* INPUT DATA:
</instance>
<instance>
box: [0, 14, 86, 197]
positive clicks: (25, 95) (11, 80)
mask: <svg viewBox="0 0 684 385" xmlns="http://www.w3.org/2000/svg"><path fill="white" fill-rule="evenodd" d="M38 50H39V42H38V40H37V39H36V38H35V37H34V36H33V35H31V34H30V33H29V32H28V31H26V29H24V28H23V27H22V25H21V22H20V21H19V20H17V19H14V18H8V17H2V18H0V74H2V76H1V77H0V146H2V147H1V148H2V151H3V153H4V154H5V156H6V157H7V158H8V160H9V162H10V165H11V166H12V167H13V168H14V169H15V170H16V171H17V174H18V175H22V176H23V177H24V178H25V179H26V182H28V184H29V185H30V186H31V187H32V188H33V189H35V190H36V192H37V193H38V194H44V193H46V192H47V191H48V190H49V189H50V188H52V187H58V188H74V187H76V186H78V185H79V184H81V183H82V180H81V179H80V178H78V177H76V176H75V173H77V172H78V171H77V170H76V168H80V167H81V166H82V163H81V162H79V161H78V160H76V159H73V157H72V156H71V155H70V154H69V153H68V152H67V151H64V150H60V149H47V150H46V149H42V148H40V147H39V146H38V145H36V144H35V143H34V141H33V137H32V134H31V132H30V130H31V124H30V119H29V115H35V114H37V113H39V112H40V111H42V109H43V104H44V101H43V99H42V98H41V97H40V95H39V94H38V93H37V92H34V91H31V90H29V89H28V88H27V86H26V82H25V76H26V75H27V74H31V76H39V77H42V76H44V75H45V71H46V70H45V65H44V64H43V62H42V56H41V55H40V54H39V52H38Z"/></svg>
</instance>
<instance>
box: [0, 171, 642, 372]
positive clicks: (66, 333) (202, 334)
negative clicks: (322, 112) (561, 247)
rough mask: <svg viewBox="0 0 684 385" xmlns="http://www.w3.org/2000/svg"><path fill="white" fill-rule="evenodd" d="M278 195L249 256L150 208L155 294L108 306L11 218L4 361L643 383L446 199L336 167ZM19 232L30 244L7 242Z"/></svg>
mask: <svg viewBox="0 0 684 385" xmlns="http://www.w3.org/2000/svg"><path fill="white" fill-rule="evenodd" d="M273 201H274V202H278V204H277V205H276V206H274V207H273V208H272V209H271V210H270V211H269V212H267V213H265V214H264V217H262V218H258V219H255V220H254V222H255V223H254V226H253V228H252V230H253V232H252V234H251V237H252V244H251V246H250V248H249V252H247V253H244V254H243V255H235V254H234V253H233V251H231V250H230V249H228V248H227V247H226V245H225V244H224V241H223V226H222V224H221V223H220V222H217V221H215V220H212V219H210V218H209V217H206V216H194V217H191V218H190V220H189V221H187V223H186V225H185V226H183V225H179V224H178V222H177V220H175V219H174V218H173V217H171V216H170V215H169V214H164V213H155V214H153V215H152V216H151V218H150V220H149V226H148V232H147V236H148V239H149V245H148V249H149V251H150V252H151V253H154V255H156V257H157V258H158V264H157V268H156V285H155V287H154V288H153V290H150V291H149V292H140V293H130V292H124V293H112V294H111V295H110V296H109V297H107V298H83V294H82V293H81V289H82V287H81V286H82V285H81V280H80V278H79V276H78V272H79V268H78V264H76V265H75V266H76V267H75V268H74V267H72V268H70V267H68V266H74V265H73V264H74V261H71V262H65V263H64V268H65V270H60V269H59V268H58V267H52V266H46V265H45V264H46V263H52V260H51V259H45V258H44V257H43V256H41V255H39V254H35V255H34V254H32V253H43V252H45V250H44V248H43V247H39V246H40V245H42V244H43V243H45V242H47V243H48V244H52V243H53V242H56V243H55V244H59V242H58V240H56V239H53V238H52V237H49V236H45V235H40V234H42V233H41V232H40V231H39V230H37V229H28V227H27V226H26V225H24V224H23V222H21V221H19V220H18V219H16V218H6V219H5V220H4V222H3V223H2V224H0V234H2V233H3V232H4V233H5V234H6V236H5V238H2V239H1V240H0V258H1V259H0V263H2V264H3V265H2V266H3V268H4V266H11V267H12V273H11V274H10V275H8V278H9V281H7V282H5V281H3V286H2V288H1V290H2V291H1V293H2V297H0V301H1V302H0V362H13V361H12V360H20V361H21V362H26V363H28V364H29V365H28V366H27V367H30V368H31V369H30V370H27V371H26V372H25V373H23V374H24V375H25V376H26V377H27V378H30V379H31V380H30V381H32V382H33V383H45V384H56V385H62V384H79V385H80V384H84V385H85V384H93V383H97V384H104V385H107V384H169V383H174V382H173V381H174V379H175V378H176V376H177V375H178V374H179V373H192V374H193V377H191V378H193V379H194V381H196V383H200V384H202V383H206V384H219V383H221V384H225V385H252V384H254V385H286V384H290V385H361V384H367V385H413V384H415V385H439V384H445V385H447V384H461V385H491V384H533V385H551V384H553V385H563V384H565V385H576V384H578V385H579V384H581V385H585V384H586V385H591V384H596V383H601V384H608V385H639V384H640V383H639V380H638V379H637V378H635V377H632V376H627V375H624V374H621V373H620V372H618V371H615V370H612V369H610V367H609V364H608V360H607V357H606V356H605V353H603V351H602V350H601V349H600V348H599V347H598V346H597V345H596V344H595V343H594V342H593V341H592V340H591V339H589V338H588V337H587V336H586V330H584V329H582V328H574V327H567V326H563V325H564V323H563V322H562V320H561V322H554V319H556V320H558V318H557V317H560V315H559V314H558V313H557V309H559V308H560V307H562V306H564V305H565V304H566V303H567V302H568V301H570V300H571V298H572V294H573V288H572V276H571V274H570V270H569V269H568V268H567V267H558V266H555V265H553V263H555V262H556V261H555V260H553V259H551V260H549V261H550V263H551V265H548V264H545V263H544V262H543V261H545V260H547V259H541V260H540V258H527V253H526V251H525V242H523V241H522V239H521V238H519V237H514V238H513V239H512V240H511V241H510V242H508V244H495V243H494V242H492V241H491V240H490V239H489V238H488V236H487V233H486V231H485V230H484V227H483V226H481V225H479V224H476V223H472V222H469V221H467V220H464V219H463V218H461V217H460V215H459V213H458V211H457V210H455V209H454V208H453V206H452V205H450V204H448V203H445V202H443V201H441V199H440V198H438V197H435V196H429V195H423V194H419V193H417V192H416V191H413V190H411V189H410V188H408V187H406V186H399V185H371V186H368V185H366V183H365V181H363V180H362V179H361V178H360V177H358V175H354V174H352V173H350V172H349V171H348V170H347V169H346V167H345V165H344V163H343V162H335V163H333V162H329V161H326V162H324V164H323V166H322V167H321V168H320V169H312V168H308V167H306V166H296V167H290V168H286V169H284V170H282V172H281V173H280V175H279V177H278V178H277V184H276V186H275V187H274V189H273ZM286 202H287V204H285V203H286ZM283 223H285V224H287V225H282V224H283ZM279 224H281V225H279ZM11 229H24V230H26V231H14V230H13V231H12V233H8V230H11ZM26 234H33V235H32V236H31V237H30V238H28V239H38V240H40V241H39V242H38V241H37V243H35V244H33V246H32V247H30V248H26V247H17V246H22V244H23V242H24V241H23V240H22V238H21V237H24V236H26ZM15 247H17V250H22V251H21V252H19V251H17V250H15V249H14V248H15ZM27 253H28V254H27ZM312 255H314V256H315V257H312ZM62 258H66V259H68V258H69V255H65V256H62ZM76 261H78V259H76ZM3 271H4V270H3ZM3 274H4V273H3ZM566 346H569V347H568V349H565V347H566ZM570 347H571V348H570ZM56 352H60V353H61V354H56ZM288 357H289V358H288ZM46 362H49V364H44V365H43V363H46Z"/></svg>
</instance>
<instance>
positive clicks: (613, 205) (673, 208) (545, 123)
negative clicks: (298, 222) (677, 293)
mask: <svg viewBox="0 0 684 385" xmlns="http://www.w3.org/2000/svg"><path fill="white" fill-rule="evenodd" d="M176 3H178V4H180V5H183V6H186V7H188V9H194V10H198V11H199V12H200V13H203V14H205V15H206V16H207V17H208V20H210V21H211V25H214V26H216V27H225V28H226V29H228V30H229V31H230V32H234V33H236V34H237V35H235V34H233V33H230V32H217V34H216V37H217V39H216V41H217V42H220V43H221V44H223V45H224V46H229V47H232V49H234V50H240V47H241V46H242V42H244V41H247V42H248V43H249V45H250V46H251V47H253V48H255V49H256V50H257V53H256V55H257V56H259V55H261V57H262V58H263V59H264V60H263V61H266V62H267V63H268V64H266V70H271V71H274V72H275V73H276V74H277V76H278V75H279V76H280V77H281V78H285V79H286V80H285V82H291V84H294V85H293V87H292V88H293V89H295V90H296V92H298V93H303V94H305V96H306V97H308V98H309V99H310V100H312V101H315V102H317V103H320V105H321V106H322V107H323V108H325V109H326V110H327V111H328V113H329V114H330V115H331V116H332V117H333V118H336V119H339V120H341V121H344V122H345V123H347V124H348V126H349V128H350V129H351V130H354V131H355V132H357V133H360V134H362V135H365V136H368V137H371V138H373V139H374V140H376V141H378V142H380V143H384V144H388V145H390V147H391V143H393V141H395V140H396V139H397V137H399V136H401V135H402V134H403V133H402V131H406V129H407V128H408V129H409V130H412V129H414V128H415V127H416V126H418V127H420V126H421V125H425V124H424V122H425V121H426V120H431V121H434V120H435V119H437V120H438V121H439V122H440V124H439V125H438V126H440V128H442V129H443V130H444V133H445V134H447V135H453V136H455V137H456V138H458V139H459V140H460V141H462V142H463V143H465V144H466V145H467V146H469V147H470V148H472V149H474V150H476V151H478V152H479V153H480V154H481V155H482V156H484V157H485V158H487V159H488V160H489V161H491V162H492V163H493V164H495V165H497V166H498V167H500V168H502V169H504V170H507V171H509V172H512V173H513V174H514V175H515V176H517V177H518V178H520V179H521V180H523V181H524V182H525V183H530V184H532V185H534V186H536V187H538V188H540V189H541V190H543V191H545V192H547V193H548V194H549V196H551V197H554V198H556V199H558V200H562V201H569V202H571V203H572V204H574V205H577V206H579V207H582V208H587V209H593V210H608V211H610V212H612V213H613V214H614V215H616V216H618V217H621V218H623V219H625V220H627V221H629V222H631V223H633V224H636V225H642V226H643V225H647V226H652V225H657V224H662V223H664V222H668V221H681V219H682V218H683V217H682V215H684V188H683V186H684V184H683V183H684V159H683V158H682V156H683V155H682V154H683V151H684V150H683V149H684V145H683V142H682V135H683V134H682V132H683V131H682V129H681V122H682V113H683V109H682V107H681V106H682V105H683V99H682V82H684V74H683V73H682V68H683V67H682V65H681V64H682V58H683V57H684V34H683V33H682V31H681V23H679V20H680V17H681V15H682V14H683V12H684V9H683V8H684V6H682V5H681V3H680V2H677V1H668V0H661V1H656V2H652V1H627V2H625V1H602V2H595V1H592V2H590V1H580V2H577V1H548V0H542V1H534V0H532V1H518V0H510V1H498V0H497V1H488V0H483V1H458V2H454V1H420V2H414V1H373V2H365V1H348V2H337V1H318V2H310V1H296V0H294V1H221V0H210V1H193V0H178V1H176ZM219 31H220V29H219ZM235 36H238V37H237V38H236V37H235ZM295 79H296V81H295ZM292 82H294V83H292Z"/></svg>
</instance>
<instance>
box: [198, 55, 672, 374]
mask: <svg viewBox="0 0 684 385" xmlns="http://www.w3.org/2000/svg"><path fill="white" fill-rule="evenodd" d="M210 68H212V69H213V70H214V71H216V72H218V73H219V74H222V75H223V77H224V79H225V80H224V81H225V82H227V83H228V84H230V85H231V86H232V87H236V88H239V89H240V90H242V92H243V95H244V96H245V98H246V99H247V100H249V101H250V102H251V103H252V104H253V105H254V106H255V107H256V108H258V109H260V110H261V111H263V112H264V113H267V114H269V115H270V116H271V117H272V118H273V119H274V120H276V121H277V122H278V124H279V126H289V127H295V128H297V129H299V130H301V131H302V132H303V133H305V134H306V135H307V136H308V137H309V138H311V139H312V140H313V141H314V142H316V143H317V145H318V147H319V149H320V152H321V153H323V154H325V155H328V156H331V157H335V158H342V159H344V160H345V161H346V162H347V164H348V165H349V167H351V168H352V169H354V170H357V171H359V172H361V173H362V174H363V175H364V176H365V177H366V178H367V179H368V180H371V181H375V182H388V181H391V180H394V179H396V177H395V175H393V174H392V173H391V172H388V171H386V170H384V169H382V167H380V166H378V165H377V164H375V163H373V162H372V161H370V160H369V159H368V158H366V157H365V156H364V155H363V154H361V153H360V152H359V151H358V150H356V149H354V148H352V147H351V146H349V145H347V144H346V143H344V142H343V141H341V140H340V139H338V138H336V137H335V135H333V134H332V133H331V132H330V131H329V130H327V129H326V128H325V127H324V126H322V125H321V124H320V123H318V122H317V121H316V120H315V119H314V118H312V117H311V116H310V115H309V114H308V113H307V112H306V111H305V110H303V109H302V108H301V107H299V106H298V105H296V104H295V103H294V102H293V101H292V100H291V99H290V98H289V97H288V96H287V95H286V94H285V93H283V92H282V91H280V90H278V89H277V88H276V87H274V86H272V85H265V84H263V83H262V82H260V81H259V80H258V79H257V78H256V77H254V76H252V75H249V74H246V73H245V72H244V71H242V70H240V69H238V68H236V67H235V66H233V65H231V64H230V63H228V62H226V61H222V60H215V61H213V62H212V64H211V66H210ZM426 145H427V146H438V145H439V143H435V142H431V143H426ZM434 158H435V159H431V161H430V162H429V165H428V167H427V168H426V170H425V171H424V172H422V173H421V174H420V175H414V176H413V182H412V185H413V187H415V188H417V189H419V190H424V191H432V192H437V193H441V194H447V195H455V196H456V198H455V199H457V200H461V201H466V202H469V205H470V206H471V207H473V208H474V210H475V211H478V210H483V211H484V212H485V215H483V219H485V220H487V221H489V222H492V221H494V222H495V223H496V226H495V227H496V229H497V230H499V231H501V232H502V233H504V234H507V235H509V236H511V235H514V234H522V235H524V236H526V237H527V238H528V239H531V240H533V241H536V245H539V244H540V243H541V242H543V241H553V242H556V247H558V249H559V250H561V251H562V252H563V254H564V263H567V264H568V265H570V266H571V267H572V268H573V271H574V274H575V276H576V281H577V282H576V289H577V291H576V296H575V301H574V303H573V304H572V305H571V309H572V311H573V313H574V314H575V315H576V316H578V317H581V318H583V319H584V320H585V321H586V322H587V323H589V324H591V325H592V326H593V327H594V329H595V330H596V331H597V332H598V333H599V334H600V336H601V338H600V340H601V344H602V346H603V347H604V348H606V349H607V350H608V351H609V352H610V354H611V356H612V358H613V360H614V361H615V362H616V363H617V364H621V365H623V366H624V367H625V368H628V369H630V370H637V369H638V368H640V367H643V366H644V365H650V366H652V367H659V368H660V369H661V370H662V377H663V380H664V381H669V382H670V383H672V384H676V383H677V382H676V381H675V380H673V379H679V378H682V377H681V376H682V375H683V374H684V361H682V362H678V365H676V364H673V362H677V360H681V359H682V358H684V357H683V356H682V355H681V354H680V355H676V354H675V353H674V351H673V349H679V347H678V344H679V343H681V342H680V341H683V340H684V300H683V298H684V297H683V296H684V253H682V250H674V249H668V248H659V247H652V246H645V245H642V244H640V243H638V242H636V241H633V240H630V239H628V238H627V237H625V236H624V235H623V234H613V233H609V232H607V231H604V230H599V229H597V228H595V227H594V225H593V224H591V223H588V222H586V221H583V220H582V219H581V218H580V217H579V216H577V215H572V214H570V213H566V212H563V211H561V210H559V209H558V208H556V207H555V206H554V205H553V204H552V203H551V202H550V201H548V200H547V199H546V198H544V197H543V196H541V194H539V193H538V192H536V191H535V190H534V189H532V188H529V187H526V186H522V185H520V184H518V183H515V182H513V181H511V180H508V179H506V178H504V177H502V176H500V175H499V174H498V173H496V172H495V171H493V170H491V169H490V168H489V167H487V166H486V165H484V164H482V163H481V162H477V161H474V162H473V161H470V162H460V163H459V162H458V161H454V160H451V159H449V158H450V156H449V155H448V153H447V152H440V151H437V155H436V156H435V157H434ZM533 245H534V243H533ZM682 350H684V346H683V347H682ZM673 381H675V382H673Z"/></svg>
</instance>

* YOUR OBJECTIVE: Quote the listing above from its first line to the line with "negative clicks: (322, 112) (561, 247)", inclusive, and add nothing.

* RESPONSE TO THIS TASK:
</instance>
<instance>
box: [0, 14, 86, 197]
positive clicks: (25, 95) (11, 80)
mask: <svg viewBox="0 0 684 385" xmlns="http://www.w3.org/2000/svg"><path fill="white" fill-rule="evenodd" d="M38 50H39V42H38V40H37V39H36V38H35V37H34V36H33V35H31V34H30V33H29V32H28V31H26V29H24V28H23V27H22V25H21V22H20V21H19V20H17V19H14V18H8V17H2V18H0V74H2V76H1V77H0V146H2V147H1V148H2V151H3V153H4V154H5V156H6V157H7V158H8V160H9V162H10V165H11V166H12V167H13V168H14V169H15V170H16V171H17V174H18V175H22V176H23V177H24V178H25V179H26V182H28V184H29V185H30V186H31V187H32V188H33V189H35V190H36V192H37V193H38V194H44V193H46V192H47V191H48V190H49V189H50V188H52V187H58V188H74V187H76V186H78V185H79V184H81V183H82V180H81V179H80V178H78V177H76V176H75V173H77V172H78V171H77V170H76V168H80V167H81V166H82V163H81V162H79V161H78V160H76V159H73V157H72V156H71V155H70V154H69V153H68V152H67V151H64V150H60V149H47V150H46V149H42V148H40V147H39V146H38V145H36V144H35V143H34V141H33V137H32V134H31V132H30V130H31V124H30V119H29V115H35V114H37V113H39V112H40V111H42V109H43V104H44V101H43V99H42V98H41V97H40V95H39V94H38V93H37V92H34V91H31V90H29V89H28V88H27V86H26V82H25V76H26V75H27V74H31V76H39V77H42V76H44V75H45V71H46V70H45V65H44V64H43V62H42V56H41V55H40V54H39V52H38Z"/></svg>
</instance>
<instance>
box: [0, 171, 642, 372]
positive clicks: (66, 333) (202, 334)
negative clicks: (322, 112) (561, 247)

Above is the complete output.